__About this exercise__
Each entry below is to be reproduced exactly, though any pictures it holds must be omitted.

__Material for the task__
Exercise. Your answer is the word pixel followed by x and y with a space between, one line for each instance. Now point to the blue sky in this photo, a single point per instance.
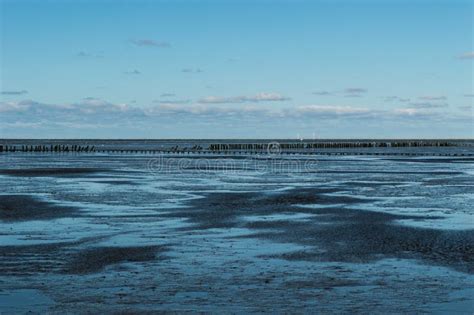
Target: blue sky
pixel 236 69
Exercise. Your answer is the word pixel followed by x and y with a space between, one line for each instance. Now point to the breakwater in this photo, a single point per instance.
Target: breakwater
pixel 322 147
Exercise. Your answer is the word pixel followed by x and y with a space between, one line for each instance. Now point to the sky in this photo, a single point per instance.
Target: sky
pixel 236 69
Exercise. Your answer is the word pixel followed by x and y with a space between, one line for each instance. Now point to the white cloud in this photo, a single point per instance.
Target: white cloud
pixel 150 43
pixel 467 55
pixel 260 97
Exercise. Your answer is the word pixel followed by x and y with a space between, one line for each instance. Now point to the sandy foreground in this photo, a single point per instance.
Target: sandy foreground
pixel 133 233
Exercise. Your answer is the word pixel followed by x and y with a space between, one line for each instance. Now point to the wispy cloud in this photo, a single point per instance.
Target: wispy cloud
pixel 429 105
pixel 333 110
pixel 322 93
pixel 192 70
pixel 396 98
pixel 168 95
pixel 354 92
pixel 12 92
pixel 174 102
pixel 467 55
pixel 135 71
pixel 150 43
pixel 85 54
pixel 260 97
pixel 433 98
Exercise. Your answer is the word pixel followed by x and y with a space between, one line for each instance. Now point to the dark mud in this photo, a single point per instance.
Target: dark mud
pixel 96 259
pixel 53 172
pixel 25 207
pixel 78 257
pixel 225 210
pixel 334 233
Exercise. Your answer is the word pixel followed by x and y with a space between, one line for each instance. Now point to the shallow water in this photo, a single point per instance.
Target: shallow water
pixel 297 233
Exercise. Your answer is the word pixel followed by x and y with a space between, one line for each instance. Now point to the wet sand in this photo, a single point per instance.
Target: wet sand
pixel 113 236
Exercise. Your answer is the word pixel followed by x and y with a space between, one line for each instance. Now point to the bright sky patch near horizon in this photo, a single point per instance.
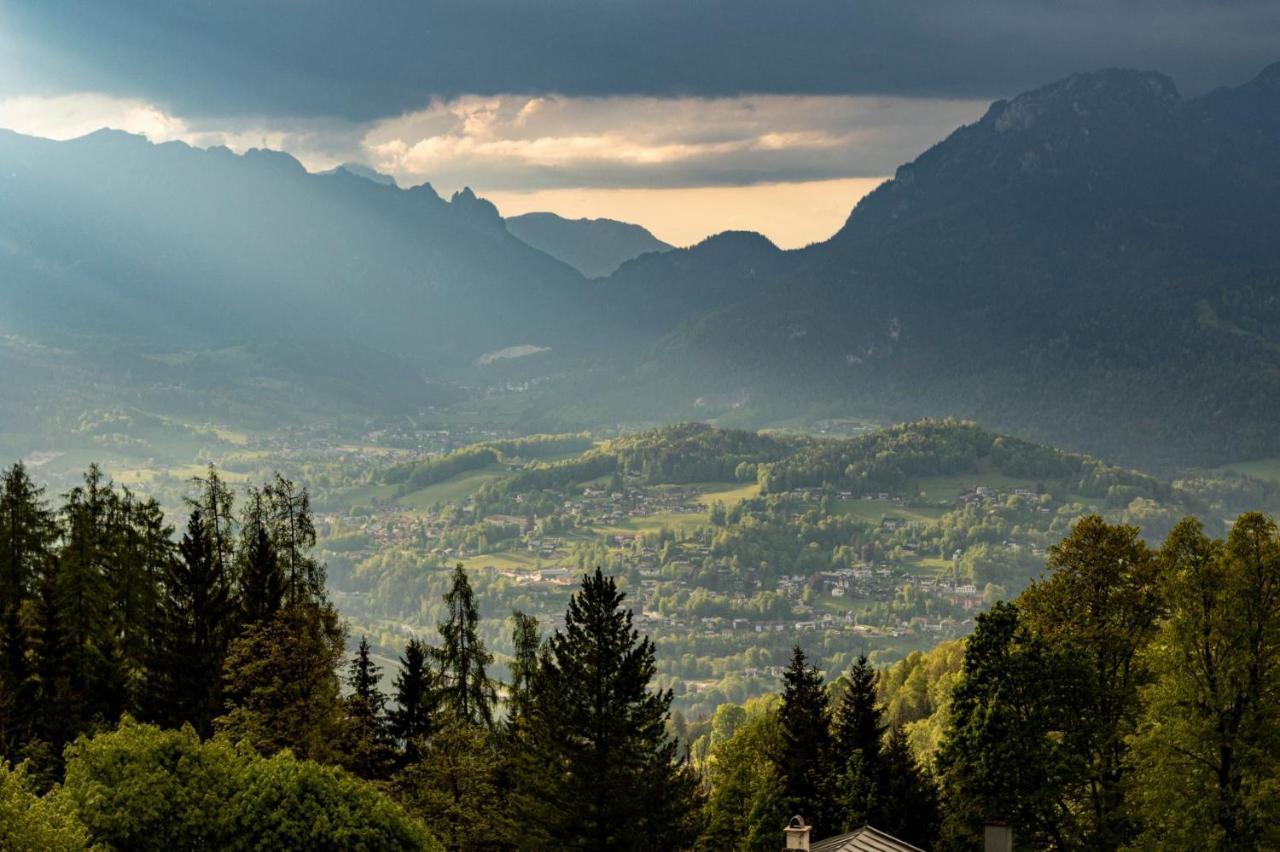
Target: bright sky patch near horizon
pixel 792 215
pixel 790 168
pixel 757 115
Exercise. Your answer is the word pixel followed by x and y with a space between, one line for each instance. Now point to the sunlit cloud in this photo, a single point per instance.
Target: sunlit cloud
pixel 791 168
pixel 516 142
pixel 790 214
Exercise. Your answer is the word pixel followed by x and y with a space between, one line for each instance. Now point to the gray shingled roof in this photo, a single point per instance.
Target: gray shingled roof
pixel 864 839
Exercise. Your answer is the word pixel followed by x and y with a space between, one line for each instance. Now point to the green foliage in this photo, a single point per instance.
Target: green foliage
pixel 745 797
pixel 1002 756
pixel 466 688
pixel 282 686
pixel 1100 604
pixel 417 699
pixel 595 769
pixel 145 788
pixel 452 788
pixel 805 766
pixel 1208 742
pixel 28 821
pixel 368 749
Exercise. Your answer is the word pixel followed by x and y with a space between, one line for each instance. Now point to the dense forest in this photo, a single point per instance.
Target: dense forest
pixel 196 690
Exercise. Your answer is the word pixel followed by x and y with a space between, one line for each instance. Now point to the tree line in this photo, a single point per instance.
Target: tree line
pixel 161 691
pixel 123 649
pixel 1127 700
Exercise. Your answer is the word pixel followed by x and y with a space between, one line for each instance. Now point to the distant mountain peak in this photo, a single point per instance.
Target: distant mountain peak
pixel 1083 95
pixel 737 238
pixel 361 170
pixel 479 210
pixel 274 159
pixel 594 247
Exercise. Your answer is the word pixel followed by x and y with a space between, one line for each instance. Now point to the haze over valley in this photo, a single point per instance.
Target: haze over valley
pixel 858 426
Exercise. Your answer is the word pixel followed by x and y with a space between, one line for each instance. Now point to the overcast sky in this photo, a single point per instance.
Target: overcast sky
pixel 654 110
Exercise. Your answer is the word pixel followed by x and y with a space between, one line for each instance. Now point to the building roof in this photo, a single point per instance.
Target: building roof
pixel 864 839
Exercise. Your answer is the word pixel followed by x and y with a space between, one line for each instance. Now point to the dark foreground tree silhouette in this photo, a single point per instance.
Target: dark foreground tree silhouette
pixel 595 768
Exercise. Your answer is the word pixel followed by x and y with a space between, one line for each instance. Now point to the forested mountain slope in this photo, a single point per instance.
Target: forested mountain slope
pixel 1089 260
pixel 1092 264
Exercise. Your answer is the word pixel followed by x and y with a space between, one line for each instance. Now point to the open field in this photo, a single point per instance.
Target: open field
pixel 452 490
pixel 1261 468
pixel 877 511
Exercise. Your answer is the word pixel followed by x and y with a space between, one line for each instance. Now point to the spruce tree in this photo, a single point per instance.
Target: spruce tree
pixel 26 539
pixel 805 763
pixel 196 626
pixel 858 734
pixel 368 750
pixel 280 683
pixel 467 691
pixel 414 718
pixel 142 555
pixel 908 802
pixel 216 507
pixel 524 665
pixel 595 768
pixel 260 587
pixel 83 600
pixel 293 535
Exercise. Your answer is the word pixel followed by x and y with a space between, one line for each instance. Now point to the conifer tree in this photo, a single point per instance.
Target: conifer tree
pixel 368 750
pixel 142 554
pixel 83 599
pixel 524 665
pixel 26 539
pixel 196 626
pixel 293 535
pixel 260 587
pixel 908 802
pixel 55 722
pixel 805 763
pixel 280 683
pixel 216 507
pixel 858 734
pixel 414 718
pixel 467 691
pixel 597 770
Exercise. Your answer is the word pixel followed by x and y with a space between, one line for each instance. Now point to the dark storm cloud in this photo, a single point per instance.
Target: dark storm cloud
pixel 365 60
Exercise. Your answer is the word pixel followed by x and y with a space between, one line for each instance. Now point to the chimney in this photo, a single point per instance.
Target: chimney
pixel 798 834
pixel 997 837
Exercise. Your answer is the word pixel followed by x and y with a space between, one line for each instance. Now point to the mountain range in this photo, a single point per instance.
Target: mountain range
pixel 595 247
pixel 1093 262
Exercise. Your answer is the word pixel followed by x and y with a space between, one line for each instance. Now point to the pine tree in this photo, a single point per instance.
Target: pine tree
pixel 142 555
pixel 524 665
pixel 467 690
pixel 452 788
pixel 26 539
pixel 292 536
pixel 908 802
pixel 368 750
pixel 807 747
pixel 83 600
pixel 260 587
pixel 196 626
pixel 280 683
pixel 858 734
pixel 414 718
pixel 595 768
pixel 216 507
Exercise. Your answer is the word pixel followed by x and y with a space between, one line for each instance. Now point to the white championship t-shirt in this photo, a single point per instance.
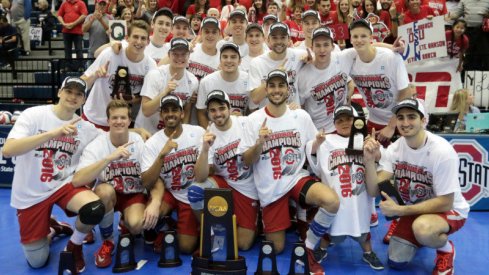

__Response to the task__
Exercise. Your answer is the word pixel followed by x and y with a space between, one line for each instance. Now point to the blue sky in this photo, a single point per instance.
Target: blue sky
pixel 236 69
Exercise. Your answer is the word pixel followed by x and y with a space between, one line for each instance. Now point to the breakwater in this photo, a single point per instance.
Target: breakwater
pixel 322 147
Exercise. Your answer is the word pixel followed by x and y with a space between, one line for each instance. Now point to the sky in this photo, a single point per instance.
Target: sky
pixel 236 69
Exercise. Your answer is the word pixel followed by x and y with a space between, one line for each instance. Now point to the white cloud in this photo, a single point per instance.
Target: white cloud
pixel 150 43
pixel 467 55
pixel 260 97
Exercise. Your answer is the word pixel followed by x and y with a space between, one line for each instance. Now point to the sandy foreground in this photo, a single point per instance.
Target: sandy foreground
pixel 133 233
Exercise. Your answer is the word pixel followed by x and y with a space between, one line for each instance. Now point to the wispy cloud in this photo, a single point per instance.
Target: wispy cloud
pixel 429 105
pixel 333 110
pixel 322 93
pixel 192 70
pixel 396 98
pixel 168 95
pixel 354 92
pixel 12 92
pixel 174 102
pixel 467 55
pixel 135 71
pixel 150 43
pixel 85 54
pixel 260 97
pixel 433 98
Exercise. Your answer is the word pixel followed by x and y with a space between, one line for each instance. Now point to the dark mud in this photo, a single point per instance.
Target: dark mud
pixel 96 259
pixel 53 172
pixel 25 207
pixel 78 257
pixel 225 210
pixel 334 233
Exercise. Your answer is the word pixel followed by x and y with a space between, one line for each instance. Now point to the shallow water in this photo, a single point per instance.
Target: shallow water
pixel 297 233
Exercise. Your answer is the word pixel followed by x and y with a space between, one line for each instance. Now point to the wet sand in this photo, a single point per instance.
Target: wet sand
pixel 113 236
Exercise. Your answer is the word pixel followed by x and y with a space between, one line for each instance. Now point to the bright sky patch near horizon in this photo, a single point per instance.
Target: bright sky patch near horizon
pixel 792 215
pixel 790 168
pixel 757 115
Exercise. Your answer is the word pixel followed by x and y with a space between, one line for each instance. Now point to the sunlit cloud in this photo, a single point per instance.
Target: sunlit cloud
pixel 791 168
pixel 516 142
pixel 790 214
Exercise. Your answer is the word pixel followed by x and y with a space between, one line for each instance. Now point to the gray shingled roof in this photo, a single point per instance.
Target: gray shingled roof
pixel 864 839
Exercise. Your answer is the word pixel followed by x and y with a space between, one line for each instance. Now point to the green foliage in this photo, a single point per instance.
Target: green foliage
pixel 745 797
pixel 1002 756
pixel 466 688
pixel 282 686
pixel 1100 604
pixel 417 699
pixel 595 769
pixel 145 788
pixel 452 788
pixel 805 766
pixel 1208 742
pixel 28 821
pixel 368 749
Exercise. Your answer is the word pixel followed by x and y with a space between, one line for each instance. Now point to the dense forest in this photo, a single point per instance.
Target: dense forest
pixel 196 690
Exercise. Your answer is the word pixel followed by x and y with a space between, one line for each instance. Now point to the tree line in this photo, a single point per instance.
Target: tree line
pixel 161 691
pixel 123 649
pixel 1127 700
Exercise. Your answer is the word pixel followed by x and y with a space between, one line for each instance. Now point to the distant mountain peak in this photo, a single point per instance.
Target: distant mountain peak
pixel 1083 95
pixel 737 238
pixel 361 170
pixel 479 210
pixel 274 159
pixel 594 247
Exercise. Your answer is the word pixel followed by x and y with a space between, one line for each instance. Now point to the haze over valley in this photo, a single point per instance.
Target: haze over valley
pixel 858 426
Exercise. Your answer is the word pixel followed by x and y with a space between, one line for each instance. Now point to the overcast sky in this photo, a single point per instance.
Target: overcast sky
pixel 654 110
Exercise. Your answer is the word pixel followed by x and y with a space between, one line for each instance. Now point to the building roof in this photo, a single point per instance.
Target: building roof
pixel 864 839
Exercise. Your answer is the word pixel followed by x and y with a space between, one line for each instance. Now point to the dark foreground tree silhouette in this photo, a single point per instance.
Target: dark foreground tree silhouette
pixel 595 768
Exercise. Your answer is the word pixel followed by x and y with a space between, one line for each instance. Now point to the forested mountain slope in this photo, a single point per instance.
Target: forested mountain slope
pixel 1089 260
pixel 1092 264
Exercise. Your answer is the word pixel followed by x and y with a space between, one line for each instance. Now point to the open field in this photo, a single point per instance.
Target: open field
pixel 452 490
pixel 1261 468
pixel 877 511
Exercise. Your answer is the word pixel followed by x and y with a space between, one line for each instance. Now point to the spruce tree in this photo, a single point per instance.
Target: spruce tree
pixel 26 539
pixel 805 763
pixel 196 626
pixel 858 734
pixel 368 750
pixel 280 683
pixel 467 691
pixel 414 718
pixel 142 555
pixel 908 802
pixel 216 507
pixel 524 665
pixel 595 768
pixel 260 587
pixel 83 600
pixel 293 535
Exercise. Your answer is the word pixel followed by x and y with a space between, one line for each instance. Now point to the conifer tree in this photo, a single point per instance.
Target: conifer tree
pixel 368 750
pixel 142 554
pixel 83 599
pixel 524 665
pixel 26 539
pixel 196 626
pixel 293 535
pixel 260 587
pixel 908 802
pixel 55 722
pixel 805 763
pixel 280 683
pixel 216 507
pixel 858 734
pixel 414 718
pixel 467 691
pixel 597 770
Exercise. Your answer is the word pixel followed by x and y with a space between, one line for each instance. Now point to the dark storm cloud in this photo, a single point per instance.
Target: dark storm cloud
pixel 365 60
Exercise. Your answer is the word pixel followed by x and y with a space between, one line for each instance. Now point to the chimney in this photo, a single point per instance.
Target: chimney
pixel 798 834
pixel 997 837
Exercise. Your answer is the word pixel followed by x and y with a space between, one line for each instance. Now point to the mountain range in this photo, a single point per instance.
Target: mountain range
pixel 595 247
pixel 1093 262
Exercise. Your answer is the word pixel followed by x and y with a space between, one line for each instance. Now point to the pine tree in this photo, a single point per instance.
Target: pine tree
pixel 142 555
pixel 524 665
pixel 467 690
pixel 452 788
pixel 26 539
pixel 292 536
pixel 908 802
pixel 368 750
pixel 807 747
pixel 83 600
pixel 260 587
pixel 196 626
pixel 280 683
pixel 858 734
pixel 414 718
pixel 595 768
pixel 216 507
Exercise. Your answer is the word pixel followed by x and y with a space between, one line for each instance. Now point to the white championship t-shirt in this photo, a single point per instance.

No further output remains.